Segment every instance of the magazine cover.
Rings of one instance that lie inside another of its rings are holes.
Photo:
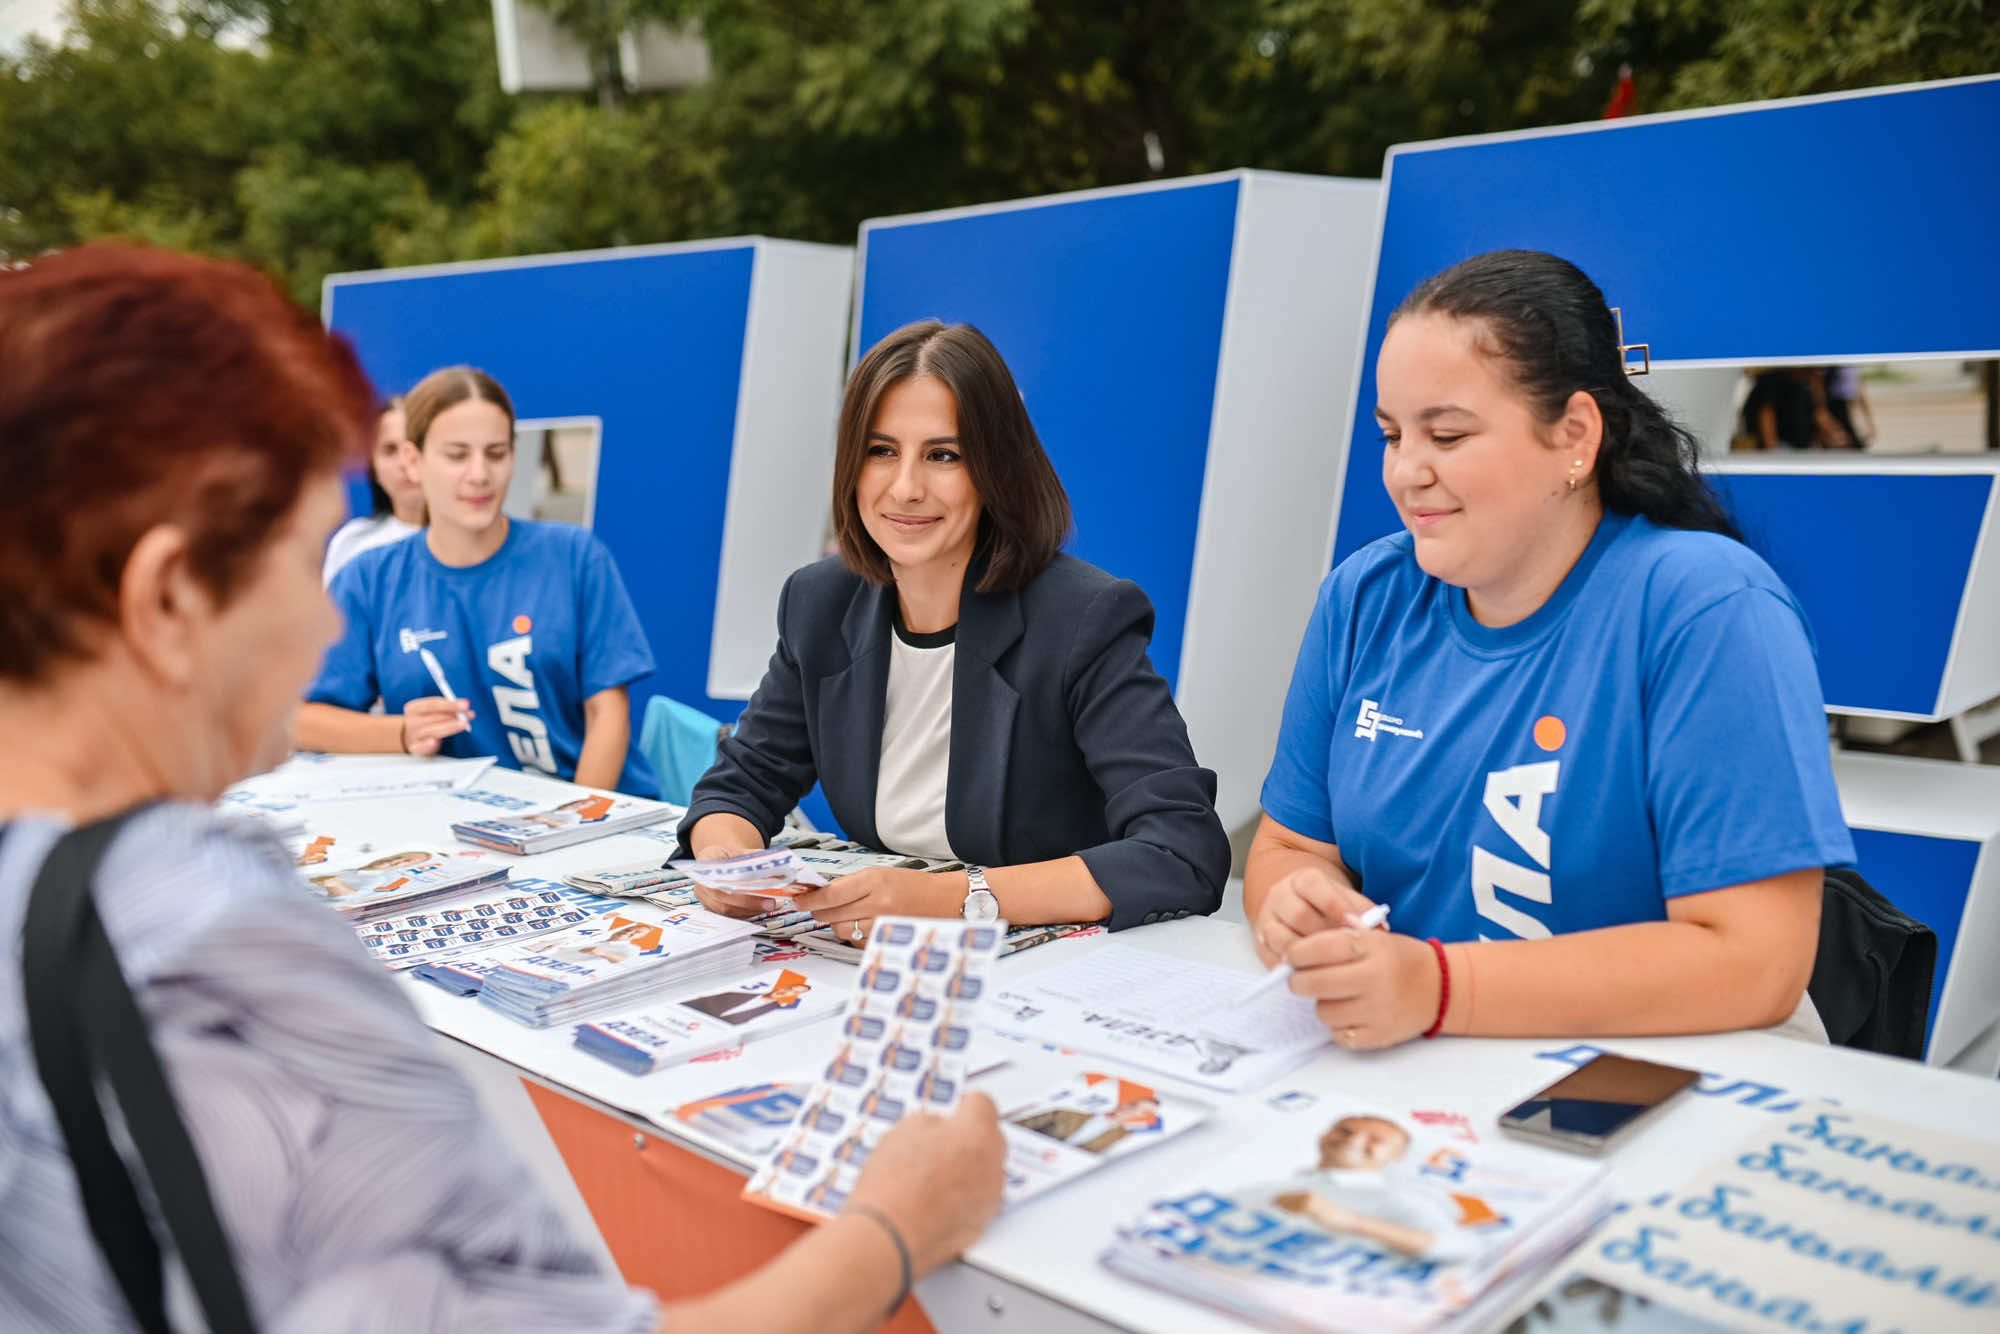
[[[817,1219],[840,1212],[868,1155],[907,1113],[958,1106],[1004,922],[884,917],[847,997],[833,1059],[745,1199]]]
[[[649,1075],[837,1013],[845,997],[791,968],[711,982],[661,1005],[576,1029],[576,1045],[621,1070]]]
[[[661,986],[750,963],[756,924],[701,908],[637,916],[631,904],[502,955],[480,1003],[546,1028],[584,1008],[612,1008]]]
[[[678,819],[685,812],[664,801],[621,796],[615,792],[586,792],[580,797],[540,810],[517,811],[484,820],[461,820],[452,825],[454,838],[501,852],[527,855],[566,848],[627,829]]]
[[[522,877],[506,887],[504,894],[367,922],[356,934],[384,967],[401,970],[518,944],[624,907],[553,880]]]
[[[1000,1088],[988,1091],[1005,1096]],[[1208,1119],[1206,1107],[1101,1070],[1080,1071],[1035,1096],[1009,1099],[1001,1106],[1010,1205],[1115,1158],[1163,1144]]]
[[[1330,1099],[1120,1229],[1112,1269],[1288,1329],[1426,1329],[1572,1245],[1605,1170]]]
[[[507,878],[507,868],[475,854],[412,848],[341,870],[305,868],[307,888],[343,916],[377,917],[399,908],[479,889]]]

§ **Work required**:
Reproduce the data above word for word and omit the images.

§ **Reply**:
Segment every instance of the magazine cover.
Rings of one instance that lie inside another of its rings are holes.
Photo:
[[[817,1219],[840,1212],[868,1155],[907,1113],[958,1106],[1004,922],[884,917],[847,997],[833,1059],[745,1199]]]
[[[649,1075],[837,1013],[845,997],[791,968],[711,982],[661,1005],[576,1029],[576,1045],[621,1070]]]
[[[661,986],[750,963],[756,924],[701,908],[637,916],[631,904],[502,955],[480,1003],[546,1028],[584,1008],[612,1008]]]
[[[678,819],[685,812],[664,801],[621,796],[615,792],[586,792],[580,797],[540,810],[517,811],[484,820],[461,820],[452,825],[454,838],[501,852],[527,855],[566,848],[627,829]]]
[[[522,877],[506,887],[504,894],[367,922],[356,934],[384,967],[401,970],[518,944],[624,907],[553,880]]]
[[[1000,1088],[988,1091],[1005,1096]],[[1208,1119],[1206,1107],[1101,1070],[1080,1071],[1035,1096],[1009,1099],[1001,1106],[1010,1205],[1115,1158],[1163,1144]]]
[[[1330,1099],[1120,1229],[1112,1269],[1288,1329],[1426,1329],[1572,1245],[1605,1170]]]
[[[507,878],[507,868],[475,854],[412,848],[341,870],[305,868],[307,888],[343,916],[377,917],[399,908],[479,889]]]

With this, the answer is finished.